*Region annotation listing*
────────────────────

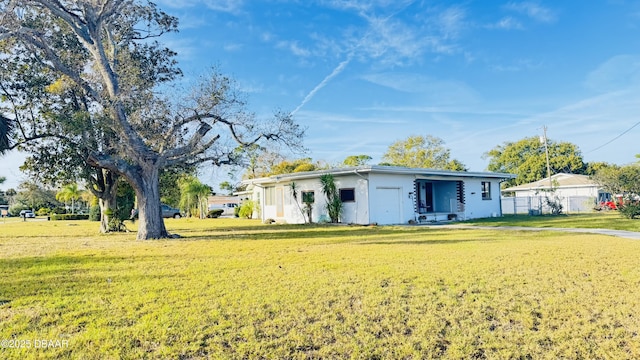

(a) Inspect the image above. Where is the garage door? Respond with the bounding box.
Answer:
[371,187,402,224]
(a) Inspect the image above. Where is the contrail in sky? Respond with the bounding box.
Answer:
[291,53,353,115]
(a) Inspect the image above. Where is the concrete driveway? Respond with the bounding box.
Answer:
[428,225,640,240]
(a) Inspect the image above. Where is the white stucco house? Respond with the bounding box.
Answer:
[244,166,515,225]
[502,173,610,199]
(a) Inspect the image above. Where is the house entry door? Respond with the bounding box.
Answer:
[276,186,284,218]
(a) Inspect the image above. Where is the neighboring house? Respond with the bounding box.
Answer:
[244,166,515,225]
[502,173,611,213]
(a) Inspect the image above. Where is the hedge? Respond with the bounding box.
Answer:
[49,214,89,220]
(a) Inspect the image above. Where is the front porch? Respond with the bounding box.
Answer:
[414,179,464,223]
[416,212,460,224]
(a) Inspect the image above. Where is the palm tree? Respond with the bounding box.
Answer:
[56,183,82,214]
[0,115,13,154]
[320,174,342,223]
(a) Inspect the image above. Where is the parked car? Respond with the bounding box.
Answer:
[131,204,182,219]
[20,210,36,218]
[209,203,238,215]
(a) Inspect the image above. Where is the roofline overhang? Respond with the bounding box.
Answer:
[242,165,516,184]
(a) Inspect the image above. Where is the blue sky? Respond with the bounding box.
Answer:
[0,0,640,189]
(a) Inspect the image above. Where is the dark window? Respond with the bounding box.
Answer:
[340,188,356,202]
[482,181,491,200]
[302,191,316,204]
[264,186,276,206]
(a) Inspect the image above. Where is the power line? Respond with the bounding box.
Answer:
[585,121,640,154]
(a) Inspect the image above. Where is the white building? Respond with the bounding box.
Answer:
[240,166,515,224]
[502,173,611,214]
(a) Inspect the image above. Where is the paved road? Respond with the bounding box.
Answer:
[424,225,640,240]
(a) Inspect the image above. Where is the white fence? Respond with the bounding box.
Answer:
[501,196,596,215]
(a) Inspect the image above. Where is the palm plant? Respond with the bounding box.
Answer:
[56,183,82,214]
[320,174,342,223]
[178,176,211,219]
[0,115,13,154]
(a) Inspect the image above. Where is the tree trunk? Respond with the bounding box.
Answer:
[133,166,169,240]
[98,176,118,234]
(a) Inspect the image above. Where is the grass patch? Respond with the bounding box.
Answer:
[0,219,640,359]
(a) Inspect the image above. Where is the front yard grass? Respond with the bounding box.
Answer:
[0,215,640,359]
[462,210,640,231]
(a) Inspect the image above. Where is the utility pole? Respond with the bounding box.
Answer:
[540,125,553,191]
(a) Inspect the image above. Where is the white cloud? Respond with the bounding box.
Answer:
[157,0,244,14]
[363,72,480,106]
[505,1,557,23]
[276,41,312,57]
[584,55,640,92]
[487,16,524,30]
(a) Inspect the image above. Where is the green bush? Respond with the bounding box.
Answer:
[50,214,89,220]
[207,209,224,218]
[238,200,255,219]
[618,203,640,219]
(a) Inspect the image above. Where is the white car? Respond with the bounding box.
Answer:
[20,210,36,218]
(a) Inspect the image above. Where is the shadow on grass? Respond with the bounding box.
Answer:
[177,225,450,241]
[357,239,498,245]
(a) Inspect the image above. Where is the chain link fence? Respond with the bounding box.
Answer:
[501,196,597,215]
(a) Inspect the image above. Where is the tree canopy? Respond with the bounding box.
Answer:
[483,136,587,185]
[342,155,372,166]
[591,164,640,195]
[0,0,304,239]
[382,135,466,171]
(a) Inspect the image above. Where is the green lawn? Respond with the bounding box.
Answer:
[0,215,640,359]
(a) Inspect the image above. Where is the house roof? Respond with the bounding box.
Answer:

────────────────────

Express the lines of the listing above, starting at the line containing "(a) Inspect the image above. Where is the palm plant?" and ending at the line containing "[501,196,597,215]", as a numbered list with blank lines omitted.

*SOLUTION FOR THIS PROBLEM*
1. (a) Inspect the image above. Where is the palm plant? Respond with the bounding box.
2. Answer:
3. [56,183,82,214]
4. [320,174,342,223]
5. [178,176,211,219]
6. [0,115,13,154]
7. (a) Inspect the image above. Where is the tree trunk? Respond with the bounding box.
8. Answer:
9. [133,166,169,240]
10. [98,176,118,234]
11. (a) Inspect the image above. Where is the grass patch? Respond with the bounding box.
12. Answer:
13. [0,219,640,359]
14. (a) Inspect the image above. Where is the front yard grass? Respond with the bounding box.
15. Answer:
16. [0,215,640,359]
17. [462,210,640,231]
18. (a) Inspect the image above. Where is the utility pole? Respond with the bounding box.
19. Answer:
20. [540,125,553,191]
21. (a) Inspect the image above. Where is the white cloud? Respond with the bounding box.
22. Answer:
23. [157,0,244,14]
24. [363,72,480,106]
25. [505,1,557,23]
26. [276,41,312,57]
27. [584,55,640,92]
28. [487,16,524,30]
29. (a) Inspect the image above. Where is the green bush? Respond with the bounding box.
30. Answer:
31. [50,214,89,220]
32. [207,209,224,218]
33. [238,200,255,219]
34. [618,203,640,219]
35. (a) Inspect the image above. Where is the white car? Respond with the bounding box.
36. Answer:
37. [20,210,36,218]
38. (a) Inspect the image above. Where is the shadow on grass? Respond with the bounding box.
39. Answer:
40. [177,225,450,241]
41. [357,239,498,245]
42. (a) Inspect the image above. Where is the chain link fence? Respond with the bounding box.
43. Answer:
44. [501,196,597,215]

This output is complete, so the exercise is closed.